_Exercise input_
— Start —
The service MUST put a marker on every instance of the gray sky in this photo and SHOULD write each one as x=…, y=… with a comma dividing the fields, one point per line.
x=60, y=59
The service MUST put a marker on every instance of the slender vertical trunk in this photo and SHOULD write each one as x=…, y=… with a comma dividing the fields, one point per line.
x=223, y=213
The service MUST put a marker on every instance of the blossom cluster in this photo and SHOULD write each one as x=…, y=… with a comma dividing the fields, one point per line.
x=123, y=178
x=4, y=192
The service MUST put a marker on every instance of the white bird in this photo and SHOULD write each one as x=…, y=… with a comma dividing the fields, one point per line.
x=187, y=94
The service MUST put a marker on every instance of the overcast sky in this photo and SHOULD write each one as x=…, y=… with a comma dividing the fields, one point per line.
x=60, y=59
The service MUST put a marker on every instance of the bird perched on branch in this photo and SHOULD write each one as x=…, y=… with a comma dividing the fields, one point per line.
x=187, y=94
— End —
Rewrite the lines above with "marker" swapped for "pin" everywhere it occurs, leaving everything else as it is.

The service MUST put a pin on every instance of the gray sky in this photo and SHOULD write each one as x=…, y=… with a comma dividing the fields, one point per line.
x=60, y=59
The service MUST put a pin on every instance of the slender vertical trunk in this photo and SHOULD write each one as x=…, y=… with a comma dividing the fields, one point per line.
x=223, y=213
The service MUST put a pin on every instance of the blossom cluster in this photo and SHOULD write each one as x=…, y=… with a comma dividing the fields, one point per line.
x=123, y=178
x=4, y=192
The service MUST put a pin on every instance of the white bird in this photo and SHOULD write each one as x=…, y=… with a comma dividing the fields, one point per line.
x=187, y=94
The service MUST put a pin on every instance of the overcast sky in this photo and SHOULD write each one as x=…, y=… with a comma dividing the fields, one point per line.
x=60, y=59
The service MUST put a pin on every instance of the bird perched on branch in this photo and SHOULD write each one as x=…, y=… with a comma dividing the fields, one point per line.
x=187, y=94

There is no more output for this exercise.